◆ **本文抜粋**

◇ ◇ ◇ ◇ ◇

今回は、高齢者の人権ということで、認知症の高齢者に対する虐待のことを中心にお話します。これが、現在、高齢者の人権に関係した最も身近な問題だと思うからです。

認知症がもたらすもの

まず、認知症とはどういうものかを簡単にお話します。認知症とは、脳の細胞の変化などによって、記憶の障害や認知機能の低下が見られる症状を言います。中心的な症状としては、記憶の障害、特に短期記憶の喪失(ついさっきのことを忘れてしまう等)や、判断力の低下(見たものや聞こえたことを、「○○だ」と理解したり、判断したりする力などが衰える)、さらに時間や場所がわからなくなったり(今はいつなのか、自分がどこにいるのかわからなくなる等)、言葉が理解できなくなったりすることが挙げられます。

その上、高齢になると、聴力が落ちたり、視力が落ちて視野が狭くなったりすることが認知症に重なるため、日常生活の中で、部屋に誰かが入ってきてもまったく気づかず、目の前に来てからようやく気づいて、びっくりして怒り出したりするというようなことが起きます。また、何かに気をとられていると、他のことには注意を向ける余裕がまったくなくなってしまうため、すぐ後ろから声をかけられてもなかなか気がつきません。また、短期の記憶(ついさっき起きたことについての記憶)ほど、消えやすくなるため、30分前に食事をしたことや、1、2分前に自分が知ったこともすべて忘れてしまうということが起きます。その結果、何度も何度も「今、何時だっけ。」と、ひんぱんに繰り返し聞いてくるようなことが起きてきます。最初は、「9時ですよ。」と答えていた家族も、数分後にまた同じことを聞かれ、「だから、さっき9時って言いましたよ。」と、いらいらしながら答え、さらにまた聞かれると、さすがに腹が立って、「いいかげんにしてよ。」と怒鳴ってしまうというようなことも起きてきます。さらに認知症が深まると、もう仕事をやめてから10年以上も経つのに、突然、「仕事に行ってくる。」と言い出して出かけようとしたりすることが起きてきます。本人に「あなたは、今、何歳ですか。」聞くと、むっとして、「40歳だ。」と答えるようなことも起きてきます。

◇ ◇ ◇ ◇ ◇

◆ **資料を読み解く**
a) 認知症についての文章で、今回はどんなことを中心に話すと言っていますか。
b) 認知症についての文章で、認知症の中心的な症状として挙げられているものを全部書き出してください。
c) 認知症についての文章の続きを、最後の文のあとから書いてください。

◇ ◇ ◇ ◇ ◇

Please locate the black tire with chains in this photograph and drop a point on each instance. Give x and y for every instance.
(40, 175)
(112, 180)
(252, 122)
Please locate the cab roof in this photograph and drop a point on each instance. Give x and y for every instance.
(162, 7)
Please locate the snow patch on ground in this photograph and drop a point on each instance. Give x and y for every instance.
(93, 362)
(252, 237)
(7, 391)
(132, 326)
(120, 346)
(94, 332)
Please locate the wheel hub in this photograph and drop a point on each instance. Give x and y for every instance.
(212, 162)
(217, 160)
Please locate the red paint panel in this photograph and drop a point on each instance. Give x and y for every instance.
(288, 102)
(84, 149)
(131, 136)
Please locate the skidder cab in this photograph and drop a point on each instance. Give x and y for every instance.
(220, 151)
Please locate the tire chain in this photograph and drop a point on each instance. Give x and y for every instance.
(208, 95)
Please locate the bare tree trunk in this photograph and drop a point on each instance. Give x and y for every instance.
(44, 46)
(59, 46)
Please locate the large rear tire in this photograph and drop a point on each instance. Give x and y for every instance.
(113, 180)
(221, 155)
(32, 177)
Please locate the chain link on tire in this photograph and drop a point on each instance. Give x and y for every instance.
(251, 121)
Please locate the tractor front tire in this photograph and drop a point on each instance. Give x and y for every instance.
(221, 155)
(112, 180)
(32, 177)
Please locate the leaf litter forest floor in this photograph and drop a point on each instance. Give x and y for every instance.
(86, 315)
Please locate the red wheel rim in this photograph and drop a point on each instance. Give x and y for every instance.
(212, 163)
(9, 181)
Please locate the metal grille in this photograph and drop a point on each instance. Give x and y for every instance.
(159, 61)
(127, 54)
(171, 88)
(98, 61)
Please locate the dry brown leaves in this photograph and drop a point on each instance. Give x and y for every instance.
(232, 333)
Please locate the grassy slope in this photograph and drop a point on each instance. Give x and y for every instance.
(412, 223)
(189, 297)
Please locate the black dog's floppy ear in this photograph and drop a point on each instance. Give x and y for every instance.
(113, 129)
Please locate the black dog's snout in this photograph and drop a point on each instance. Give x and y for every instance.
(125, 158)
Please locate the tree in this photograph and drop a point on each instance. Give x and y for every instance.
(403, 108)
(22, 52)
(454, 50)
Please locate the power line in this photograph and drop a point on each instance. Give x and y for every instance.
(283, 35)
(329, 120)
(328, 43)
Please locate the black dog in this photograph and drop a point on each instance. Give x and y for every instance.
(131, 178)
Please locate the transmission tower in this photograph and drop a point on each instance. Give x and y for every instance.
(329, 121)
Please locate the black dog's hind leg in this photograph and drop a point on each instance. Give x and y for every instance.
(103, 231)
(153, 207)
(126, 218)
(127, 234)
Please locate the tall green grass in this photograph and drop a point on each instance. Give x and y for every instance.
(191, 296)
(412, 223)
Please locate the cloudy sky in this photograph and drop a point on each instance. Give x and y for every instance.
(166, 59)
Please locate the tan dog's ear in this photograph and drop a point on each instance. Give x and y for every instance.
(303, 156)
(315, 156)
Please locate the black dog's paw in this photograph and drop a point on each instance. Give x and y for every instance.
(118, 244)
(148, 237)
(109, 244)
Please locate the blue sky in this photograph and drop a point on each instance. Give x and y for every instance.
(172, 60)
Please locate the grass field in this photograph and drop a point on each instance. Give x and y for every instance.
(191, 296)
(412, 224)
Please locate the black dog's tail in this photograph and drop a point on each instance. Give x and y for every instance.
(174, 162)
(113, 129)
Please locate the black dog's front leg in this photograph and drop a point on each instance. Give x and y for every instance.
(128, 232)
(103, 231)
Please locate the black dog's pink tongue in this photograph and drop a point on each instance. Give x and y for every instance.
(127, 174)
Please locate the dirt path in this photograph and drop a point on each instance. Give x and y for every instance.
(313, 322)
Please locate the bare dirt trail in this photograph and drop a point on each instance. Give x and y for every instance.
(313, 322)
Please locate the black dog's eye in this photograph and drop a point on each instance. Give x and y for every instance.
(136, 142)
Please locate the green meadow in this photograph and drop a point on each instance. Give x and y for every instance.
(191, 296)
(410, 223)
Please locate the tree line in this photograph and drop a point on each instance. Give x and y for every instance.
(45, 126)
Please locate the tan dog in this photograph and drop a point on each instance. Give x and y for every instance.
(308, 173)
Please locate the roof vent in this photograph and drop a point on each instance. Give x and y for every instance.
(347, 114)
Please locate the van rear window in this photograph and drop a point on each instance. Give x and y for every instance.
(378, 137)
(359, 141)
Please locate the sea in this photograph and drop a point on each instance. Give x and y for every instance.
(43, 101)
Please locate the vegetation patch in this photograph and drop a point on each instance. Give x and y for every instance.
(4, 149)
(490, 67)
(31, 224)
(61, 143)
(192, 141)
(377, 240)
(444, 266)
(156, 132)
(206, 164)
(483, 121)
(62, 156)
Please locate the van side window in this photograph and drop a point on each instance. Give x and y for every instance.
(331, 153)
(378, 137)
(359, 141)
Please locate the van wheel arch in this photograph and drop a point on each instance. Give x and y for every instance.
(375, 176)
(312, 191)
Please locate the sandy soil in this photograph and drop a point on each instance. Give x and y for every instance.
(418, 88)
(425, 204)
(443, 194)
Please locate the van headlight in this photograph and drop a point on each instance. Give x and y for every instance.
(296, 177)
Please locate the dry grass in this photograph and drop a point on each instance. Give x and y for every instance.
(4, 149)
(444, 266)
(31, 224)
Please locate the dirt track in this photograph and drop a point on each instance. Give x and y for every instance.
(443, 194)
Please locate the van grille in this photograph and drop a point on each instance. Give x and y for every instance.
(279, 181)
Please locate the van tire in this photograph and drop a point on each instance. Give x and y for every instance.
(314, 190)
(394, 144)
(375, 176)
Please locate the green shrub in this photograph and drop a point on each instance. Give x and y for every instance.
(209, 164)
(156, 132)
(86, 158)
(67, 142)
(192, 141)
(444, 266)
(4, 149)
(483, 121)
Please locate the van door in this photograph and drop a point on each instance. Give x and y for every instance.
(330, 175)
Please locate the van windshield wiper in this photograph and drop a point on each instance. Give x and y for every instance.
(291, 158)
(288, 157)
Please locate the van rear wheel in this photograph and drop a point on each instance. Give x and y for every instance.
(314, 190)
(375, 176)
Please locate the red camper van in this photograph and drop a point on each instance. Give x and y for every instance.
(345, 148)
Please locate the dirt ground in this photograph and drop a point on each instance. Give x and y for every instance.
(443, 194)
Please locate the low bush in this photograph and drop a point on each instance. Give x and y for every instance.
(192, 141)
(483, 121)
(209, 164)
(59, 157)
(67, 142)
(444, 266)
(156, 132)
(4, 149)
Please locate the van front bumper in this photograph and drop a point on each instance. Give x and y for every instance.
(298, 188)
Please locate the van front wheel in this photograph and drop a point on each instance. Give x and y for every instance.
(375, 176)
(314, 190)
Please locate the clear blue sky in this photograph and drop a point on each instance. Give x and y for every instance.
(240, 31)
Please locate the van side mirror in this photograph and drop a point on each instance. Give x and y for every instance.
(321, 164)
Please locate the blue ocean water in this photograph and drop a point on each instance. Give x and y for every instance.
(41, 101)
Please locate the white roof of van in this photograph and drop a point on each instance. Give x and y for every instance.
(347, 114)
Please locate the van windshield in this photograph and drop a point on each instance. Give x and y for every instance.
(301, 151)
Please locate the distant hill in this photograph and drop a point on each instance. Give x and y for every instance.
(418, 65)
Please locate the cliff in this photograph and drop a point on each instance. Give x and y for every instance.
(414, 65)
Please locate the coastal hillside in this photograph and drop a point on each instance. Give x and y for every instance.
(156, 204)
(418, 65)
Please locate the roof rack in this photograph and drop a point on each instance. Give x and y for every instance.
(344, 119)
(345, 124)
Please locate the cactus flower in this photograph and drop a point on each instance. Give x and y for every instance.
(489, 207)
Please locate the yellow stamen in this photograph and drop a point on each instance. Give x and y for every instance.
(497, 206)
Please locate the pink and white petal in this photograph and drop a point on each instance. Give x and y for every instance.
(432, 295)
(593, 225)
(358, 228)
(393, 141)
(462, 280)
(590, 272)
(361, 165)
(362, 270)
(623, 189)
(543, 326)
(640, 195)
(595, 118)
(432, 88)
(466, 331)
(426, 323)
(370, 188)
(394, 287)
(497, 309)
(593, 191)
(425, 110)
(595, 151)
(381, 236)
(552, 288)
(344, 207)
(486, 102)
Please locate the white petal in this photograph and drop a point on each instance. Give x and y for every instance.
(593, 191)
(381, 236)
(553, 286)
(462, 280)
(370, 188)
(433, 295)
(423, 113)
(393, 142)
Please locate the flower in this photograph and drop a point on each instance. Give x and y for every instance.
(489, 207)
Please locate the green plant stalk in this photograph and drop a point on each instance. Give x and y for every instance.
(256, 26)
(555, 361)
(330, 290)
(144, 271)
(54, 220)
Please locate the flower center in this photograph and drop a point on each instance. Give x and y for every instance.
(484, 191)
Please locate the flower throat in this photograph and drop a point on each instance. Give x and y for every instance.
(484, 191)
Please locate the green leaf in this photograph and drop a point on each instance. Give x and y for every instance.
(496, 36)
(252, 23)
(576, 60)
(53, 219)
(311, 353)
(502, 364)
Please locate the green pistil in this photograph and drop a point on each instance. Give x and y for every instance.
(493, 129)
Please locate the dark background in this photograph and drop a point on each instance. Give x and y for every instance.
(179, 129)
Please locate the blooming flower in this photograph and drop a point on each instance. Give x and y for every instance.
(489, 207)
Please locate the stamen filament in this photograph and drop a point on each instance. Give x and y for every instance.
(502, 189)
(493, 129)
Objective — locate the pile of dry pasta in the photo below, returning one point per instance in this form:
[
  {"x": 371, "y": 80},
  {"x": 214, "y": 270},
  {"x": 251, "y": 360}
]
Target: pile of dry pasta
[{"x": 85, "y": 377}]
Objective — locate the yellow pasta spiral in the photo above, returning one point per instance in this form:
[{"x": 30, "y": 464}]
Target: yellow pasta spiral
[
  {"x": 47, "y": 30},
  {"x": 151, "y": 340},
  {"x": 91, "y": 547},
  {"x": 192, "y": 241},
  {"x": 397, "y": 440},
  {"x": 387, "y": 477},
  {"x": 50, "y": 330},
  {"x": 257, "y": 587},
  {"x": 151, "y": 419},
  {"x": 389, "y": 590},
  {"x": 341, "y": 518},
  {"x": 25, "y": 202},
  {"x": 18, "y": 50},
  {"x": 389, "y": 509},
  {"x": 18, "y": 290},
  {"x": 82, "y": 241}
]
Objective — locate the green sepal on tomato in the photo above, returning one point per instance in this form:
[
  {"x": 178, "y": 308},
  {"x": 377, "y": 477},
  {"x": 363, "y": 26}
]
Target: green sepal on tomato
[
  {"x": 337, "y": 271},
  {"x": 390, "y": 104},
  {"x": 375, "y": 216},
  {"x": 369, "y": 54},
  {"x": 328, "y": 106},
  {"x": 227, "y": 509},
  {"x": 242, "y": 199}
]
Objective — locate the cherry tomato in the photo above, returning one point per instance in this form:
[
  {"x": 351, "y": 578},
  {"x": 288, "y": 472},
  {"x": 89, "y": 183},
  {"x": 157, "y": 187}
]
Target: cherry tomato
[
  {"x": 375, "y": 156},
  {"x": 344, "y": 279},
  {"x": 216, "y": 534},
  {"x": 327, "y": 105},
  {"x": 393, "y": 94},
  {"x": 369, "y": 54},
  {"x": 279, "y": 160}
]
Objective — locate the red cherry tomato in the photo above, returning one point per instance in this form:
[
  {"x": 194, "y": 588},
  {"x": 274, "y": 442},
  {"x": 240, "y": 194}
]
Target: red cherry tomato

◇ ◇ ◇ ◇ ◇

◆ **解答**
a) 認知症の高齢者に対する虐待のことです。

b)
- 記憶の障害(特に短期記憶の喪失)
- 判断力の低下
- 時間や場所がわからなくなること
- 言葉が理解できなくなること

c)
毎日の介護の中で

毎日の介護の中では、こんなことも起きます。家族が、汚れている下半身を拭こうとして、ちゃんと「ここ(下半身)を拭くから、脱ごうね。」と声をかけて、お湯などの準備をしてから、いざパジャマのズボンを脱がそうとすると、高齢者がどうしても言うことを聞かないことがあります。「だって、きれいにしないと(困るじゃない)。」と言って、パジャマの腰の紐をゆるめて脱がそうとすると、「何するんだ。」と突き飛ばされたりすることがあります。そういうことが起きると介護する側は、「ああ、とうとうこんなこともわからなくなったんだ。もうどうしようもないね。でも、汚れたままにしておくわけにもいかないし、どうしよう。」と途方に暮れたり、場合によっては、介護する方がカッとなって、「いいかげんにしろ。きれいにしてあげようと思ってやってるのに。ふざけるな」と怒鳴ったり、叩いたりすることも起きてきます。

このような高齢者への暴言や暴力においても、それがどのようにして起きてくるかを考えると、パワーハラスメントの時に述べた人権侵害の構造が、ほぼそのまま当てはまることがわかります。この場合、「強い立場」の人は介護する人です。「弱い立場」の人は介護される人です。強い立場の人は、「こんなに一生懸命、この人のためにやっているのに、なんでわかってくれないんだろう。」と思い、そのいたたまれない思い(みじめさ、不安、焦り)が、ある時点で怒りとなって爆発します。一方、介護される認知症の高齢者は、先ほど述べた通り、視野が狭くなったり、別のことに気を取られたりして、介護者が部屋に入って来たことにさえ気づいていないこともあります。さらに、介護者がいろいろ説明しても、結局何も理解できていなかったり、一応、理解して、「わかった」と言っても、介護者が体を拭く準備をしているうちに、他のことに気をとられて、何のために自分が立っているのか忘れてしまったりもします。そのような状態で、パジャマのズボンを急に脱がされそうになれば、認知症の高齢者は、「突然、誰かが自分のそばに来て、無理やり自分のズボンを脱がそうとした」という思うことになります。当然、本人はパニックになり、「何をするんだ。やめろ。」と叫びます。それでも、介護者がいろいろ言いながらそれを続けようとするなら、恐怖心でパニックになった高齢者が大声を上げたり、暴れたりしてしまうのはある意味で、当たり前のことなのです。こう考えてみると、介護の場面でも、強い立場の人(介護者)と弱い立場の人(認知症の高齢者)がいて、強い立場の人が「これが正しい。これが相手のためになることだ。」と思ってやっていることが、実は全然相手に伝わっていないということが起きています。逆に、介護する方も、高齢者が何もわからないまま無理やり体にさわられ、裸にされるというひどい恐怖や不安を味わっていることに、まったく気づいていません。ここでも、「気持ちや思いのズレ、断絶」が起きているのです。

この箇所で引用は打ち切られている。